§ PROBLEM TO SOLVE: Decide whether each statement agrees with the passage about the students at La Hesperia, answering yes or no and quoting the deciding words: 1. The study abroad group in Ecuador has 17 students. 2. The students will spend two months at La Hesperia. 3. The students have already visited the Galapagos Islands.

Earlier this month Maaike, Katie K. and Katie F., three university students from the United States, arrived at La Hesperia to conduct independent research projects. They have been in Ecuador since August with a total group of 17 students as part of a study abroad program focusing on ecology and conservation. The students come from different universities but all chose this program because of their interests in both the sciences and conservation, and improving their Spanish while experiencing a cultural exchange. Out of their four months traveling around Ecuador, the students will spend one month here at La Hesperia. Already they have visited the Andean mountains, the Amazon, and the Galapagos Islands and have good knowledge of the amazing biodiversity of Ecuador and all its regions. Now Maaike, Katie, and Katie have the opportunity to do their own research in the unique and biologically diverse cloud forest.

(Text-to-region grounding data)
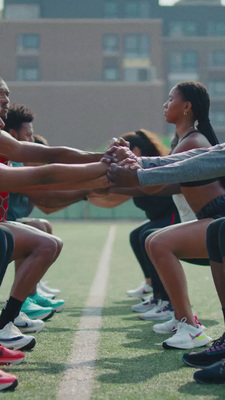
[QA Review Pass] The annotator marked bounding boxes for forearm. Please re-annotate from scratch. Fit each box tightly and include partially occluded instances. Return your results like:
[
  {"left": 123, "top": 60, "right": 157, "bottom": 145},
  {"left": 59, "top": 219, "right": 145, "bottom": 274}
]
[
  {"left": 137, "top": 145, "right": 225, "bottom": 186},
  {"left": 9, "top": 142, "right": 102, "bottom": 164},
  {"left": 138, "top": 148, "right": 213, "bottom": 169},
  {"left": 22, "top": 189, "right": 89, "bottom": 208},
  {"left": 0, "top": 163, "right": 107, "bottom": 192}
]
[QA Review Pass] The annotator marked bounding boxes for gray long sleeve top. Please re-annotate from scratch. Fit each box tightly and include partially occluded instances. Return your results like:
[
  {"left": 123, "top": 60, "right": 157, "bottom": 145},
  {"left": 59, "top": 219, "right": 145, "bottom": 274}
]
[{"left": 137, "top": 143, "right": 225, "bottom": 187}]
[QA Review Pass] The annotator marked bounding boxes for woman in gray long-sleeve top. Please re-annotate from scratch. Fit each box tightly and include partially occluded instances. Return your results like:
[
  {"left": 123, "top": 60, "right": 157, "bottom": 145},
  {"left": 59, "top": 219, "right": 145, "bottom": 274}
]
[{"left": 109, "top": 82, "right": 225, "bottom": 349}]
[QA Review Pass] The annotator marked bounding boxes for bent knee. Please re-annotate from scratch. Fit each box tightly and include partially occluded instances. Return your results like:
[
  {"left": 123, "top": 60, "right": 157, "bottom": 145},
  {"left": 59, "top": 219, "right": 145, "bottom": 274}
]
[{"left": 145, "top": 234, "right": 164, "bottom": 257}]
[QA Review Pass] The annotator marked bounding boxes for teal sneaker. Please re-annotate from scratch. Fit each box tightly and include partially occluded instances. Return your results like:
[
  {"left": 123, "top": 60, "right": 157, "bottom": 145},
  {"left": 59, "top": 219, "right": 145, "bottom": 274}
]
[
  {"left": 21, "top": 296, "right": 54, "bottom": 321},
  {"left": 29, "top": 292, "right": 65, "bottom": 312}
]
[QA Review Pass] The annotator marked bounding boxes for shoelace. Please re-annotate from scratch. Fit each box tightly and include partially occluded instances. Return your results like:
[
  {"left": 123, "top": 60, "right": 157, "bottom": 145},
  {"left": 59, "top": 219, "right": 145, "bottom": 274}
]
[{"left": 206, "top": 333, "right": 225, "bottom": 353}]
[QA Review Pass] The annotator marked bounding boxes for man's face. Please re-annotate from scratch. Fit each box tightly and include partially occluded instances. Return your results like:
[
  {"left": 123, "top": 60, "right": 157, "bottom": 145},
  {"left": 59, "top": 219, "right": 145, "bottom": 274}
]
[
  {"left": 0, "top": 80, "right": 10, "bottom": 117},
  {"left": 17, "top": 122, "right": 34, "bottom": 142}
]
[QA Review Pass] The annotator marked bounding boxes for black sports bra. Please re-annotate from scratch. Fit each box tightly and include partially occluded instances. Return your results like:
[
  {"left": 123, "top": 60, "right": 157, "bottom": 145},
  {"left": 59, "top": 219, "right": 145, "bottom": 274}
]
[{"left": 179, "top": 129, "right": 218, "bottom": 187}]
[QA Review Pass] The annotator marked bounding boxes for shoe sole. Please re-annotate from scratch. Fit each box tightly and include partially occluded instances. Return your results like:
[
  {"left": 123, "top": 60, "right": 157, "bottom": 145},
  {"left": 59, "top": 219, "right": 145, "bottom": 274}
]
[
  {"left": 181, "top": 357, "right": 216, "bottom": 369},
  {"left": 0, "top": 379, "right": 18, "bottom": 390},
  {"left": 139, "top": 315, "right": 171, "bottom": 321},
  {"left": 131, "top": 307, "right": 152, "bottom": 313},
  {"left": 53, "top": 304, "right": 64, "bottom": 312},
  {"left": 27, "top": 310, "right": 55, "bottom": 321},
  {"left": 14, "top": 323, "right": 44, "bottom": 333},
  {"left": 0, "top": 357, "right": 24, "bottom": 365},
  {"left": 162, "top": 338, "right": 211, "bottom": 350}
]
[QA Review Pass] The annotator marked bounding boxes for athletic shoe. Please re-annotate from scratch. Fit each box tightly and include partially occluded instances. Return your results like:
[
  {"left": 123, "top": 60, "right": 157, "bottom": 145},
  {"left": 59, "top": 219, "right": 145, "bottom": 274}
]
[
  {"left": 163, "top": 318, "right": 211, "bottom": 349},
  {"left": 0, "top": 322, "right": 36, "bottom": 350},
  {"left": 131, "top": 294, "right": 157, "bottom": 313},
  {"left": 193, "top": 359, "right": 225, "bottom": 383},
  {"left": 37, "top": 286, "right": 55, "bottom": 299},
  {"left": 127, "top": 283, "right": 153, "bottom": 298},
  {"left": 0, "top": 370, "right": 18, "bottom": 390},
  {"left": 37, "top": 281, "right": 61, "bottom": 296},
  {"left": 182, "top": 333, "right": 225, "bottom": 368},
  {"left": 152, "top": 315, "right": 179, "bottom": 334},
  {"left": 0, "top": 344, "right": 24, "bottom": 365},
  {"left": 153, "top": 314, "right": 205, "bottom": 334},
  {"left": 29, "top": 292, "right": 65, "bottom": 312},
  {"left": 21, "top": 296, "right": 54, "bottom": 321},
  {"left": 139, "top": 300, "right": 173, "bottom": 321},
  {"left": 14, "top": 312, "right": 45, "bottom": 333}
]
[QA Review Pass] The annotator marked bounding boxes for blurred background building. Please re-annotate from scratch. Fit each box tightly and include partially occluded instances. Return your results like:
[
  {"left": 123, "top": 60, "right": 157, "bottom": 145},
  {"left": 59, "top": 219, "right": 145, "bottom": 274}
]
[
  {"left": 0, "top": 0, "right": 225, "bottom": 219},
  {"left": 0, "top": 0, "right": 225, "bottom": 149}
]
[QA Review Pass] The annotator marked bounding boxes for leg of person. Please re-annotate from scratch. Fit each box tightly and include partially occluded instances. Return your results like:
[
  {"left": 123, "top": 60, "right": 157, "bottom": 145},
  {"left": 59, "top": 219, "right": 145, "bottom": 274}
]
[
  {"left": 0, "top": 227, "right": 14, "bottom": 285},
  {"left": 0, "top": 223, "right": 62, "bottom": 349},
  {"left": 127, "top": 221, "right": 152, "bottom": 298},
  {"left": 134, "top": 229, "right": 173, "bottom": 321},
  {"left": 131, "top": 210, "right": 180, "bottom": 320},
  {"left": 182, "top": 218, "right": 225, "bottom": 368},
  {"left": 146, "top": 219, "right": 211, "bottom": 348}
]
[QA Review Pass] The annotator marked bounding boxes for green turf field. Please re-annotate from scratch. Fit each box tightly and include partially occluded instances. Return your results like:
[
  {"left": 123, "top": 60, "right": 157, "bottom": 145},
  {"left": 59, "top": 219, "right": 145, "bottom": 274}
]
[{"left": 0, "top": 221, "right": 225, "bottom": 400}]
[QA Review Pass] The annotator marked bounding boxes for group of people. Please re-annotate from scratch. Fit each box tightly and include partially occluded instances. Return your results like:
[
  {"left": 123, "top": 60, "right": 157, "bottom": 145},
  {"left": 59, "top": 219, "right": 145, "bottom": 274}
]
[{"left": 0, "top": 78, "right": 225, "bottom": 389}]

§ ANSWER SPACE:
1. Yes: "with a total group of 17 students"
2. No: "the students will spend one month here at La Hesperia"
3. Yes: "Already they have visited the Andean mountains, the Amazon, and the Galapagos Islands"